*** Opening of EXERCISE PASSAGE ***

Minister of State, Okanagan of British Columbia
- In office October 22, 1987 – July 6, 1988
- Premier: Bill Vander Zalm
- Preceded by: Position established
- Succeeded by: Howard Dirks (Thompson–Okanagan and Kootenays)

Minister of Tourism and Provincial Secretary of British Columbia
- In office September 22, 1989 – November 1, 1989
- Premier: Bill Vander Zalm
- Preceded by: William Earl Reid
- Succeeded by: Cliff Michael (Tourism) Howard Dirks (Provincial Secretary)

Minister of Forests of British Columbia
- In office November 1, 1989 – November 5, 1991
- Premier: Bill Vander Zalm Rita Johnston
- Preceded by: Dave Parker
- Succeeded by: Dan Miller

Minister of Employment and Income Assistance of British Columbia
- In office June 16, 2005 – June 23, 2008
- Premier: Gordon Campbell
- Preceded by: Position established
- Succeeded by: Position abolished

Personal details
- Born: Claude Harry Richmond August 3, 1935 (age 90) Blue River, British Columbia
- Party: Social Credit Liberal
- Spouse: Patricia Simpson ​(m. 1958)​

= Claude Richmond =

Canadian politician

Claude Harry Richmond (born August 3, 1935) is a former Canadian politician who served as a member of the Legislative Assembly of British Columbia, representing the riding of Kamloops from 1981 to 1991 as part of the British Columbia Social Credit Party (Socred), and from 2001 to 2009 as part of the British Columbia Liberal Party. He held various cabinet positions under premiers Bill Bennett, Bill Vander Zalm, Rita Johnston and Gordon Campbell, and served as Speaker of the Legislative Assembly from 2001 to 2005.

==Background==
Born in Blue River, British Columbia, Richmond grew up in the Kamloops area and attended Kamloops Senior Secondary School. After serving with the Royal Canadian Air Force and working in small business, he served on the Kamloops City Council for two terms in the 1970s, then worked as manager of CHNL AM610 from 1978 to 1982.

He married his wife Patricia in 1958; they have three children together.

==Provincial politics==
===Social Credit Party===
Running for the Social Credit Party, he was first elected as Member of the Legislative Assembly (MLA) for Kamloops in a 1981 by-election to replace Rafe Mair, and was named to the cabinet as Minister of Tourism by Premier Bill Bennett in August 1982. He kept the portfolio after winning re-election in 1983.

*** Close of EXERCISE PASSAGE ***
*** Opening of INFORMATION SUPPLIED ***

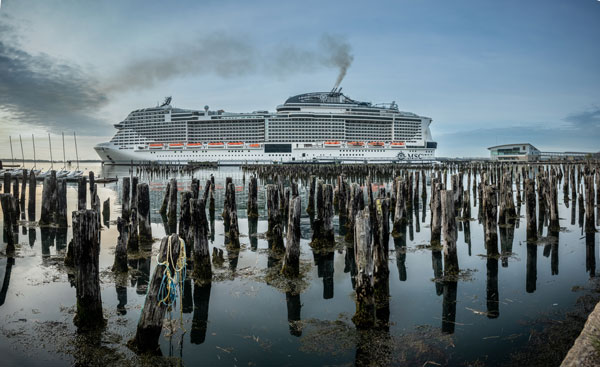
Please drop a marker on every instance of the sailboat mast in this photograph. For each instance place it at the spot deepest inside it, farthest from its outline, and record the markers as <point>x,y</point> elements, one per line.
<point>51,159</point>
<point>34,159</point>
<point>12,158</point>
<point>22,155</point>
<point>76,152</point>
<point>64,157</point>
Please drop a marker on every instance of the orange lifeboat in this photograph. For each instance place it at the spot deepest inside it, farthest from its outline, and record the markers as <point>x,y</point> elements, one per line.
<point>235,144</point>
<point>332,144</point>
<point>216,145</point>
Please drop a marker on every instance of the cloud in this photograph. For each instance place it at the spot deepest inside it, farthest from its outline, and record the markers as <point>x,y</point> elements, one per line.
<point>474,143</point>
<point>42,91</point>
<point>589,119</point>
<point>229,56</point>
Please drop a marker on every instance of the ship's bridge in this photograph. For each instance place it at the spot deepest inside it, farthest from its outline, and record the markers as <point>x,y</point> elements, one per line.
<point>333,99</point>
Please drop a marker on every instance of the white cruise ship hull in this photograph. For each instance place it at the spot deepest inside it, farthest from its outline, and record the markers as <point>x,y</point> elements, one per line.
<point>112,154</point>
<point>310,127</point>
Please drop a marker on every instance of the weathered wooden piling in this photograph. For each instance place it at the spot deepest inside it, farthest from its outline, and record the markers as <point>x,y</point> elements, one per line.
<point>165,202</point>
<point>143,215</point>
<point>323,235</point>
<point>126,199</point>
<point>49,199</point>
<point>133,243</point>
<point>490,210</point>
<point>436,211</point>
<point>8,203</point>
<point>207,190</point>
<point>231,209</point>
<point>253,198</point>
<point>61,205</point>
<point>120,264</point>
<point>355,204</point>
<point>274,220</point>
<point>32,194</point>
<point>400,212</point>
<point>81,193</point>
<point>553,203</point>
<point>310,207</point>
<point>106,211</point>
<point>185,221</point>
<point>7,180</point>
<point>530,209</point>
<point>172,206</point>
<point>23,188</point>
<point>449,233</point>
<point>364,317</point>
<point>151,320</point>
<point>291,261</point>
<point>86,250</point>
<point>199,233</point>
<point>195,188</point>
<point>589,204</point>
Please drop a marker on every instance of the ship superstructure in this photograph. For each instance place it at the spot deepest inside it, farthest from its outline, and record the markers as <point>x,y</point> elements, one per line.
<point>321,126</point>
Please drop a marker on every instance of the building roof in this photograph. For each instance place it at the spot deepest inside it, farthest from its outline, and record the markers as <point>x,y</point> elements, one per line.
<point>510,145</point>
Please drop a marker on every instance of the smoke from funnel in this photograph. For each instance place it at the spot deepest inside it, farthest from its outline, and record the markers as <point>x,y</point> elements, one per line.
<point>339,55</point>
<point>227,56</point>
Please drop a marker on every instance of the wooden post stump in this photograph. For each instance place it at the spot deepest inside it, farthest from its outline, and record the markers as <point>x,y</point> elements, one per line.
<point>81,193</point>
<point>199,233</point>
<point>364,317</point>
<point>49,198</point>
<point>291,261</point>
<point>449,230</point>
<point>120,264</point>
<point>530,209</point>
<point>86,250</point>
<point>32,193</point>
<point>61,205</point>
<point>275,225</point>
<point>143,215</point>
<point>172,206</point>
<point>253,198</point>
<point>125,199</point>
<point>151,320</point>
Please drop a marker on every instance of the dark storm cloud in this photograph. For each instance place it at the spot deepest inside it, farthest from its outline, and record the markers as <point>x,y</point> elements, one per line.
<point>42,91</point>
<point>589,119</point>
<point>231,56</point>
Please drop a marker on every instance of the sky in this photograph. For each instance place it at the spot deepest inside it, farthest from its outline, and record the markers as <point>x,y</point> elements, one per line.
<point>486,72</point>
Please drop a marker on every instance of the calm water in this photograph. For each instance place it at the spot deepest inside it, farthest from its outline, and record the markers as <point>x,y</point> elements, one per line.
<point>245,320</point>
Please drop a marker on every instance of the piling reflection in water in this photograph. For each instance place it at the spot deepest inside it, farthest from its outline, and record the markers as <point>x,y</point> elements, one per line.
<point>590,254</point>
<point>252,232</point>
<point>122,298</point>
<point>200,316</point>
<point>492,296</point>
<point>10,261</point>
<point>449,307</point>
<point>400,249</point>
<point>324,262</point>
<point>294,305</point>
<point>531,275</point>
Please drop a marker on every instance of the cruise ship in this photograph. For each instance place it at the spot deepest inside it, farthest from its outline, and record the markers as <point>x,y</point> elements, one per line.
<point>310,127</point>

*** Close of INFORMATION SUPPLIED ***

## EXERCISE INSTRUCTIONS:
1 > Rewrite the stretch of the Claude Richmond biography from "Claude Harry Richmond (born" through "1978 to 1982.", substituting "Kamloops municipal council" for "Kamloops City Council".
2 > Summarize the Claude Richmond biography in two sentences.
Rely only on the Claude Richmond biography, with no outside sources.

## COMPLETED EXERCISE:
1 >
Claude Harry Richmond (born August 3, 1935) is a former Canadian politician who served as a member of the Legislative Assembly of British Columbia, representing the riding of Kamloops from 1981 to 1991 as part of the British Columbia Social Credit Party (Socred), and from 2001 to 2009 as part of the British Columbia Liberal Party. He held various cabinet positions under premiers Bill Bennett, Bill Vander Zalm, Rita Johnston and Gordon Campbell, and served as Speaker of the Legislative Assembly from 2001 to 2005.

==Background==
Born in Blue River, British Columbia, Richmond grew up in the Kamloops area and attended Kamloops Senior Secondary School. After serving with the Royal Canadian Air Force and working in small business, he served on the Kamloops municipal council for two terms in the 1970s, then worked as manager of CHNL AM610 from 1978 to 1982.

2 > Claude Harry Richmond, born August 3, 1935, in Blue River, British Columbia, is a former Canadian politician who represented Kamloops in the Legislative Assembly of British Columbia for the Social Credit Party from 1981 to 1991 and for the Liberal Party from 2001 to 2009. He held various cabinet posts under premiers Bill Bennett, Bill Vander Zalm, Rita Johnston and Gordon Campbell, including Minister of Tourism, Minister of Forests and Minister of Employment and Income Assistance, and served as Speaker of the Legislative Assembly from 2001 to 2005.